> Required tasks
1. Please reproduce the passage of the article on emotionally intelligent leadership during AI change, starting at "How Emotionally Intelligent" and ending at "models and code.".
2. From the article on emotionally intelligent leadership during AI change, list the questions it says people ask when an algorithm enters the room.
3. Extend the article on emotionally intelligent leadership during AI change, picking up after its final sentence.

> Source document
How Emotionally Intelligent Leaders Guide Teams Through Technology’s Most Disruptive Shift

AI transformation isn’t a software upgrade, It is a values test.

When an algorithm enters the room, it doesn’t just change workflows it shifts identity and people ask: Am I still valuable? Will my work matter? Can I keep up?

If you lead without emotional intelligence here, you don’t just risk failed adoption, you risk losing trust that took years to build. The leaders who’ve navigated this well from Satya Nadella at Microsoft to Mary Barra at GM didn’t just roll out AI. They rolled out psychological safety alongside it.

Anchor the “why” in human teams, not tech teams

Nadella’s AI push at Microsoft didn’t start with a product deck, it started with a cultural reset: “We are here to empower every person and organization to achieve more.” He made AI about human potential before talking models and code.

> Information provided
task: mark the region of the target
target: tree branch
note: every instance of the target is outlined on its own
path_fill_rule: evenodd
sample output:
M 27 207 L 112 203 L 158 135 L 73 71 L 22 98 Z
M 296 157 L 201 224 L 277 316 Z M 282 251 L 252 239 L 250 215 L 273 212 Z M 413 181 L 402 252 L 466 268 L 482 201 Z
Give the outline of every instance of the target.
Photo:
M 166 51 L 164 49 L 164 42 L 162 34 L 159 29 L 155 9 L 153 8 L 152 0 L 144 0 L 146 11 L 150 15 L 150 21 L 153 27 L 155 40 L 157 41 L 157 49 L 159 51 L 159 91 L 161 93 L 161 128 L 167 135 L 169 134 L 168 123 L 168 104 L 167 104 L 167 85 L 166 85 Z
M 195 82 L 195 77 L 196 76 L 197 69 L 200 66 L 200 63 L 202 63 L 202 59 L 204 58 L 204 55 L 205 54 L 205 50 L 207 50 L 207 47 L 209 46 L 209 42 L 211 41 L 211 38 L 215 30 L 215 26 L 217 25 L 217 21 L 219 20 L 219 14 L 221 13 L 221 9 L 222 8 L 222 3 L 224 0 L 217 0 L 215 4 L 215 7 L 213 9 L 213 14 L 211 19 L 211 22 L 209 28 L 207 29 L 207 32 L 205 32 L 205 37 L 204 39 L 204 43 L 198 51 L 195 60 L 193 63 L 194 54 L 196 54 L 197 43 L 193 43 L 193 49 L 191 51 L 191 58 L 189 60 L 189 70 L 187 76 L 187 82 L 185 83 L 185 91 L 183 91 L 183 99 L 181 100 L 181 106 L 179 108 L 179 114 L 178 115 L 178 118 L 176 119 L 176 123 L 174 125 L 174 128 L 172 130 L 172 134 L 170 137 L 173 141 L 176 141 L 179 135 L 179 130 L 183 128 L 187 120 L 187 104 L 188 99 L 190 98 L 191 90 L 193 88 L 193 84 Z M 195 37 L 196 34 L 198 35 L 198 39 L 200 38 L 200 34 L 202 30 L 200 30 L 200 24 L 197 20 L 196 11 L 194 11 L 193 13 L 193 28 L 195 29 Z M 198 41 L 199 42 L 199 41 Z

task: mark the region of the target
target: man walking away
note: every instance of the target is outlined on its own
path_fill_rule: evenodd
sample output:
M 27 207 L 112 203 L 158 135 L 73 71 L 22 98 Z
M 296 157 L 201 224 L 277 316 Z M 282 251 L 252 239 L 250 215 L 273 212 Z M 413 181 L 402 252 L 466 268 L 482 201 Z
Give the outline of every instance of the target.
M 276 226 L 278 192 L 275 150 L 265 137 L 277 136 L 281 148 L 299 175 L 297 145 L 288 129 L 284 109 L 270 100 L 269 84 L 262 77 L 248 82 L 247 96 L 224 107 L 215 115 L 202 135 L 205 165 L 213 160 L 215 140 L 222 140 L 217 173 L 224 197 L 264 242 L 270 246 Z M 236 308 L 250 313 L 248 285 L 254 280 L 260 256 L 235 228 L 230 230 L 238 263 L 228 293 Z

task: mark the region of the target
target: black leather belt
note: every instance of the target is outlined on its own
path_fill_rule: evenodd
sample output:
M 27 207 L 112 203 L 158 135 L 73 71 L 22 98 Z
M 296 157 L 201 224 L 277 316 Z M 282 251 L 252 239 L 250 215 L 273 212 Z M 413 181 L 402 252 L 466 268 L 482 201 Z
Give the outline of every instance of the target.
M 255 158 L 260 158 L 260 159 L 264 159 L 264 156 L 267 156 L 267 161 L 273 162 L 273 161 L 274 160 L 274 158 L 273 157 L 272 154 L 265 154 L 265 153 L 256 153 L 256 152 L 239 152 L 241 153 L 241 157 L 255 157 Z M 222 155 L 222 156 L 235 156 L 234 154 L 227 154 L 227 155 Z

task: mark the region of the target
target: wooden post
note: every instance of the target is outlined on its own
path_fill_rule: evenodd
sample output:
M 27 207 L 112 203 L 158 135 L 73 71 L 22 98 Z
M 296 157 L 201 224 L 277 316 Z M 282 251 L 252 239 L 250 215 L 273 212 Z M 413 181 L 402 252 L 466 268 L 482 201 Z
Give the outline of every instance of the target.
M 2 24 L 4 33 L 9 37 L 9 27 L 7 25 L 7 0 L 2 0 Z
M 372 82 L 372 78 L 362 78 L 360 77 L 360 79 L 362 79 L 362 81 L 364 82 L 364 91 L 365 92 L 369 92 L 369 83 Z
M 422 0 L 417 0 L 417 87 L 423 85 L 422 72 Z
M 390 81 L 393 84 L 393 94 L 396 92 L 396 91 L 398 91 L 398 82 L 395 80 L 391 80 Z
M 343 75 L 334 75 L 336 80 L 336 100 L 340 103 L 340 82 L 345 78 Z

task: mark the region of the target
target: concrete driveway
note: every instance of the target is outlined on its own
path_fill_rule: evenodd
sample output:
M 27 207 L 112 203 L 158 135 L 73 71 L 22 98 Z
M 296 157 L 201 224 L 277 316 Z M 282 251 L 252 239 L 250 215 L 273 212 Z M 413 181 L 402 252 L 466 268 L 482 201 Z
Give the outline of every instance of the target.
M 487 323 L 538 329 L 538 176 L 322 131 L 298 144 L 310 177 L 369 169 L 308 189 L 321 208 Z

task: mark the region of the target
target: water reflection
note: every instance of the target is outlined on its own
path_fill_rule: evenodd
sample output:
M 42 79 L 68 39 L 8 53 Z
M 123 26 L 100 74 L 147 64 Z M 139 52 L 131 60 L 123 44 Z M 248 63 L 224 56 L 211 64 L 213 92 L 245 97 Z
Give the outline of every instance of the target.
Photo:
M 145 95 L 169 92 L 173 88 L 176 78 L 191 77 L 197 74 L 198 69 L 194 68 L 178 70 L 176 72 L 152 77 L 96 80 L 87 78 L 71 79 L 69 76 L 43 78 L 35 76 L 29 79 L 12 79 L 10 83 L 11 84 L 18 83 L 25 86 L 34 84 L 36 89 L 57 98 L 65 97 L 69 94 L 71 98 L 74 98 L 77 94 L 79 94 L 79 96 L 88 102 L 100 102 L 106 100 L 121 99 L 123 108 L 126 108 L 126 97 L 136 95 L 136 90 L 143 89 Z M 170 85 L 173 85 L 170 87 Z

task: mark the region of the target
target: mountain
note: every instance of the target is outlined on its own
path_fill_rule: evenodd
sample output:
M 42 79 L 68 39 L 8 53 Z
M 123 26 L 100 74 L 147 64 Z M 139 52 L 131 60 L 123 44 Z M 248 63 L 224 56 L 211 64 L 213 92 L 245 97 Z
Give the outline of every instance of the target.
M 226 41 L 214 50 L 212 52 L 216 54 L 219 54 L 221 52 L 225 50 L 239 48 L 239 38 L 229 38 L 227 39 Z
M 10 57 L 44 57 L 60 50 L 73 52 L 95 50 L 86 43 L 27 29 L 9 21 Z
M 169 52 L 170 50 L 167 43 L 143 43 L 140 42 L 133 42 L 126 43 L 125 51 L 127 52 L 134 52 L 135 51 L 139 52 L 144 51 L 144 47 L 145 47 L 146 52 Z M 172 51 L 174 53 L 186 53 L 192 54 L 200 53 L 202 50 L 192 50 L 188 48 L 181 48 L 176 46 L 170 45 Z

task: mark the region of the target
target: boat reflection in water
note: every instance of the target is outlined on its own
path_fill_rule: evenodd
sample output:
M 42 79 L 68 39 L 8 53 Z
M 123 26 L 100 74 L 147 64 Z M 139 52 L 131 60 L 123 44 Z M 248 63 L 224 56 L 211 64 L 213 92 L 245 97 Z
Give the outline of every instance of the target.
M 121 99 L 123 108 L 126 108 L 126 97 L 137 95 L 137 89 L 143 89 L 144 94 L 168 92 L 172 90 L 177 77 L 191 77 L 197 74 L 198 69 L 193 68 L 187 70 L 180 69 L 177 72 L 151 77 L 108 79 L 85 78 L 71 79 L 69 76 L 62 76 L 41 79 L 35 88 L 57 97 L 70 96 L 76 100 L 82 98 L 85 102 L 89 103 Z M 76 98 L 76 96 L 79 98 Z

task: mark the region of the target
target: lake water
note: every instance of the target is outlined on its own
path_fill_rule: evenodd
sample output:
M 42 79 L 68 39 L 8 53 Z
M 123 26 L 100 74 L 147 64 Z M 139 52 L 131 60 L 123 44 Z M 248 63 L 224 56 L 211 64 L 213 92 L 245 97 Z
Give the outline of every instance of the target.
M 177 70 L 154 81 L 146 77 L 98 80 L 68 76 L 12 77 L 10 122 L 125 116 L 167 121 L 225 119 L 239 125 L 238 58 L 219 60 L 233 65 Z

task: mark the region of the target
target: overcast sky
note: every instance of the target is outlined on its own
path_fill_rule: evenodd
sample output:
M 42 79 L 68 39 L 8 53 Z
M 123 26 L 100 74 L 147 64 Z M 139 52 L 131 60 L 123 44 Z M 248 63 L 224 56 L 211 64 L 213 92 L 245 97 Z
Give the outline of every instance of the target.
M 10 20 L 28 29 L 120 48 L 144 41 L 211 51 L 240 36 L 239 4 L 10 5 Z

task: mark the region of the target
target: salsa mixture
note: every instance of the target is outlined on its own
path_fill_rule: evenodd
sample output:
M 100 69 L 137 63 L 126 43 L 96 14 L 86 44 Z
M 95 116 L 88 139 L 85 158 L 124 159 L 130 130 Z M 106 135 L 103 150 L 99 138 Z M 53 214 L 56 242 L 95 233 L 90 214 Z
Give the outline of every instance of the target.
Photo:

> Answer list
1.
How Emotionally Intelligent Leaders Guide Teams Through Technology’s Most Disruptive Shift

AI transformation isn’t a software upgrade, It is a values test.

When an algorithm enters the room, it doesn’t just change workflows it shifts identity and people ask: Am I still valuable? Will my work matter? Can I keep up?

If you lead without emotional intelligence here, you don’t just risk failed adoption, you risk losing trust that took years to build. The leaders who’ve navigated this well from Satya Nadella at Microsoft to Mary Barra at GM didn’t just roll out AI. They rolled out psychological safety alongside it.

Anchor the “why” in human teams, not tech teams

Nadella’s AI push at Microsoft didn’t start with a product deck, it started with a cultural reset: “We are here to empower every person and organization to achieve more.” He made AI about human potential before talking models and code.

2.
- Am I still valuable?
- Will my work matter?
- Can I keep up?

3.
Practical step: In your next team meeting, ban technical talk for one hour, have each leader describe AI’s role in plain human language then check if your team’s eyes light up or glaze over and who is engaged and talkative or less so, this is an easy way to see who is perhaps feeling more anxious or more confident about it

Make listening a daily operating system

Mary Barra didn’t roll out automation at GM by memo, she spent months holding “listening tours” on the plant floor. Workers shared fears, hopes and scenarios management hadn’t seen and that input shaped rollout plans.

Practical step: Implement a “Voice of the Team” loop. Three times a week, someone captures concerns (via Slack, forms, coffee chats or similar) and leadership responds within 48 hours even if it’s just, “We hear you; here’s what we’re exploring.”

Prototype change in safe spaces

One of the biggest mistakes in AI adoption is going big too soon. Emotionally intelligent leaders test in a no blame zone, where mistakes are part of the design. You need to make it clear that its ok to get it wrong and that we are all in this together.

Example: DBS Bank in Singapore created “AI sandboxes” for small teams to trial automation tools without performance pressure. Successes scaled and failures were simpy analysed for insight.

Practical step: Choose one low-risk process to automate and tell the team, “This is our playground and safe zone, no metrics, just learning. Ensure to watch and review changes in behaviour and see if this increases curiosity and replaces fear.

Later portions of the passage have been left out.